* Begin Data excerpts *
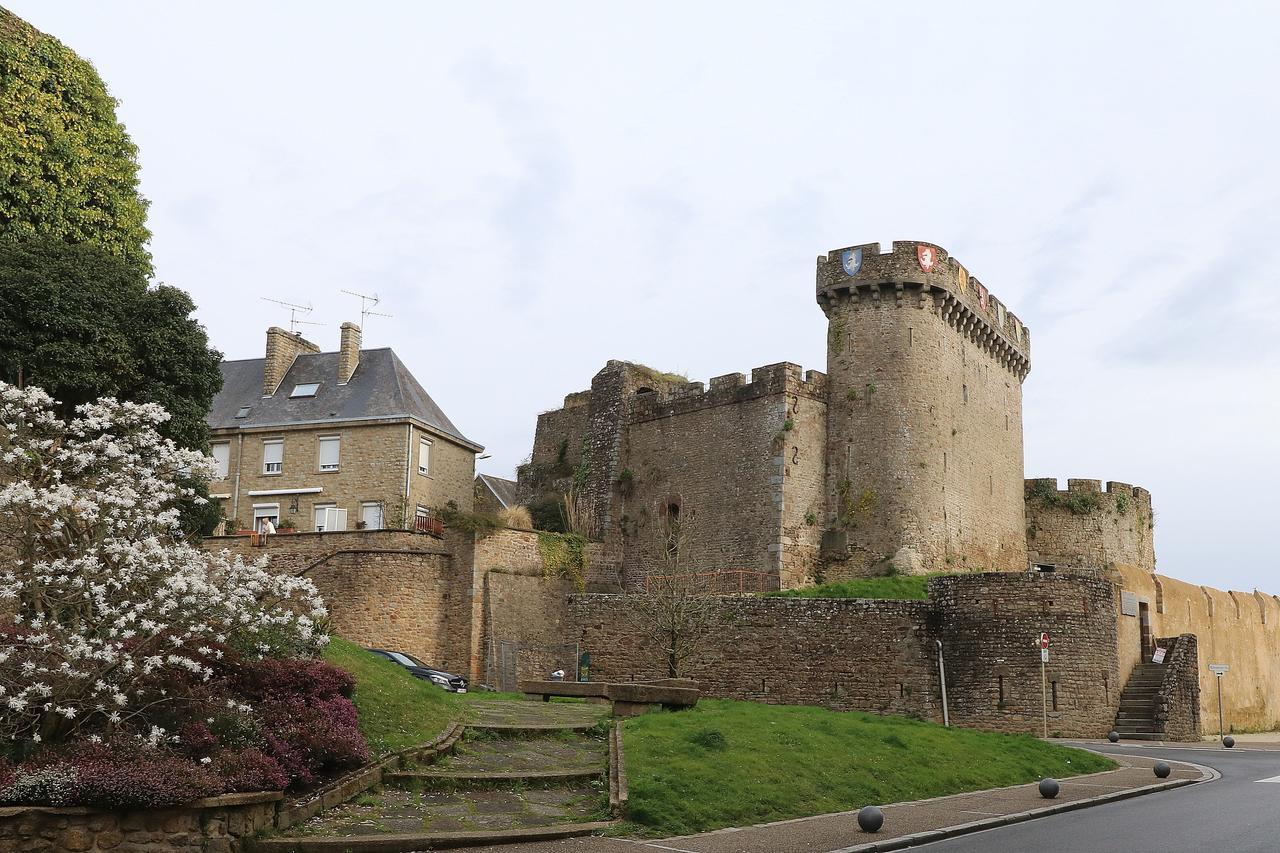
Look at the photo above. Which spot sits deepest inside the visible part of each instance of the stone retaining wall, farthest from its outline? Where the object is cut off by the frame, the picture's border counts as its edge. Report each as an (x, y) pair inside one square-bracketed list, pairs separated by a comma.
[(213, 825)]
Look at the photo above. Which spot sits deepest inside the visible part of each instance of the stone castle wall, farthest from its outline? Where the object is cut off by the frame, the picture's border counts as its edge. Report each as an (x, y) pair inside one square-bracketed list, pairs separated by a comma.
[(726, 459), (882, 655), (389, 589), (1240, 629), (1086, 525), (924, 442)]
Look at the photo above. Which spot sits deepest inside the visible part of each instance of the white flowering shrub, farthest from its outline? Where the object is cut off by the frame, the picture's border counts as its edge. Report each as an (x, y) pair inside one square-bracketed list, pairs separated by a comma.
[(100, 606)]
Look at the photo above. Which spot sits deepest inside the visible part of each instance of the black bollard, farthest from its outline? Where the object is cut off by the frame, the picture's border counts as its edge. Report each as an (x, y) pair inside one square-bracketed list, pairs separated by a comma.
[(871, 819)]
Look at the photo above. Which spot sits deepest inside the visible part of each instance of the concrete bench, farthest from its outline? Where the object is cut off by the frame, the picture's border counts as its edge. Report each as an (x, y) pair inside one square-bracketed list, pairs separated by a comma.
[(629, 698)]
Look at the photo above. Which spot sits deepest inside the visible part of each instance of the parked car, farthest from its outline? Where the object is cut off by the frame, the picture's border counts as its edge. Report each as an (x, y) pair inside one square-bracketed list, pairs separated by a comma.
[(449, 682)]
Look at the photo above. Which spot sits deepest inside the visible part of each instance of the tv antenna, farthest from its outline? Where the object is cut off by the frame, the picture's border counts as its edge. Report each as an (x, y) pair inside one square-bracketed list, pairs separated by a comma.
[(295, 309), (366, 305)]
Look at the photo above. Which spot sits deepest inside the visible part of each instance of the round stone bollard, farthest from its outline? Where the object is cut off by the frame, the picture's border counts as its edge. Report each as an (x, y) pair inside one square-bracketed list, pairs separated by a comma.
[(871, 819)]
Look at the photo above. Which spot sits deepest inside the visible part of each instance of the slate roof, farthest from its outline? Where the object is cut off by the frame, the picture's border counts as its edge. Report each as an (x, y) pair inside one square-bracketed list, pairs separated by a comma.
[(380, 387), (502, 489)]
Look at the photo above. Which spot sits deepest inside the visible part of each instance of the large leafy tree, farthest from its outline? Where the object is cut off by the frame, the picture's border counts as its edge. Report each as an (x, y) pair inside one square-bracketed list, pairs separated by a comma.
[(85, 324), (68, 169)]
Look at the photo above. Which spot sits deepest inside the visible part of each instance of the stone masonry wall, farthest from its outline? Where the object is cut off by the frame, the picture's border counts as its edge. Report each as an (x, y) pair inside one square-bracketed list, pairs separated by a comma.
[(924, 442), (1178, 701), (1086, 525), (1239, 629), (840, 653), (882, 655), (371, 468), (723, 457), (988, 625), (384, 588), (214, 825)]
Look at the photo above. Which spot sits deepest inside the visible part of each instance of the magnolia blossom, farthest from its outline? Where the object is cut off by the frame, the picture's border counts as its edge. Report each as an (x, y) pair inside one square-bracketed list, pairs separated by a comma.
[(97, 591)]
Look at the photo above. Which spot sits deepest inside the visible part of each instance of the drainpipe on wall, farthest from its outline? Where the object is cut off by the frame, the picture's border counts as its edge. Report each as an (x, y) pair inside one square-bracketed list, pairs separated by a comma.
* End Data excerpts *
_What you should do_: Render every line of the records as a Markdown table with two columns, Row and Line, numbering the rows and skipping any blank lines. Omit the pictures from your answer.

_Expected output_:
| Row | Line |
|---|---|
| 1 | Look at the photo above. Which spot sits deepest inside the visible part of each instance of the stone retaining wall, farthest from its outline? Where the object is cut off by the frame, the picture's border counts as its edge. Report each as an (x, y) pair inside one square-bracketed list, pairs separated by a comma. |
| 2 | [(213, 825)] |
| 3 | Look at the photo above. Which spot sits deepest inside the visible part of each instance of the stone castle wall, farthest from its outline? Where the object is cut off by the frame, the picture's border counts as its edge. Report each as an (x, y) pair inside one square-bracketed list, pairs separated by a comma. |
| 4 | [(726, 459), (882, 655), (389, 589), (1240, 629), (1086, 525), (924, 442)] |
| 5 | Look at the photo above. Which spot sits deepest inside the visible part of each instance of the white flowering shrub, farthest from its outline? Where the object is cut off by the frame, the picture's border counts as its edge. Report each as an (x, y) pair inside one square-bracketed list, pairs separated by a comma. |
| 6 | [(100, 606)] |
| 7 | Look at the photo above. Which spot sits deepest inside the visible part of each instance of the black bollard, farthest from its outline? Where the object is cut off by the frame, the picture's border counts as its edge. Report each as an (x, y) pair inside one square-bracketed list, pairs separated by a comma. |
| 8 | [(871, 819)] |
| 9 | Look at the photo above. Which spot sits deepest inside the visible part of each instance of the concrete bench, farthest from its outline? Where the object is cut off by the frame, the picture's border counts as its edge. Report each as an (x, y) pair inside one square-bracketed list, pairs separated by a comma. |
| 10 | [(629, 698)] |
| 11 | Look at the photo above. Which spot sits deepest inside the visible part of each instance of the parked car, farthest from its outline? Where the object is cut off by the frame, the picture's border counts as its edge. Report each as an (x, y) pair inside one square-bracketed list, pairs separated by a comma. |
| 12 | [(449, 682)] |
| 13 | Look at the photo above. Which spot sits deepest inside the visible part of each instance of the tv antenna, farthest from its outline? Where the object is cut off by the frame, the picture's border counts as its edge. Report each as an (x, y) pair inside one square-bracketed list, pairs separated by a comma. |
| 14 | [(295, 309), (366, 305)] |
| 15 | Look at the photo above. Which spot sits deepest inside the visible part of each instance of the round stone bollard, farthest from its outline? Where the object is cut off by the frame, the picture's border counts as its edge. Report each as an (x, y) pair inside one square-bracketed list, pairs separated by a comma. |
| 16 | [(871, 819)] |
| 17 | Look at the photo above. Which spot sits deepest inside the visible part of each instance of the slate roof, farthest from its outline? Where the object is cut off by the frame, the picture's border counts as its edge. Report each as an (x, y) pair inside one square-bracketed list, pairs separated by a comma. |
| 18 | [(380, 387), (502, 489)] |
| 19 | Look at the photo above. Which spot sits deepest inside the visible part of each instance of the large leafy tree, farthest from its outline? Where the object is cut off by the frame, the picture's border counts as its edge. Report each as an (x, y) pair inside one square-bracketed list, pairs separated by a comma. |
| 20 | [(85, 324), (68, 169)] |
| 21 | Look at the photo above. Which spot sits deepest inside the visible part of each instance of the stone masonry wall, farthest from its outline? Where the object is cut off by the frame, the picture's border counts as its edge. Report each as an (x, y) pair inside one square-bracketed list, pairs separated by a comma. |
| 22 | [(924, 442), (1178, 701), (1086, 525), (1239, 629), (840, 653), (882, 655), (371, 468), (723, 457), (988, 625), (384, 588), (214, 825)] |
| 23 | Look at the photo above. Which spot sits deepest inside the visible part of each instance of the magnolia blossom, farthest from its outline? Where the object is cut off by the frame, the picture's border counts as its edge. Report each as an (x, y) pair inside one square-bracketed list, pairs separated by a comma. |
| 24 | [(97, 591)] |
| 25 | Look at the photo above. Which spot sits deepest inside the visible part of each instance of the drainpipe on wall, farthest from its outline? Where the object is cut off by the frame, the picture's border counts as its edge. Report each as an (x, y) pair inside one square-bracketed list, pairs separated by a comma. |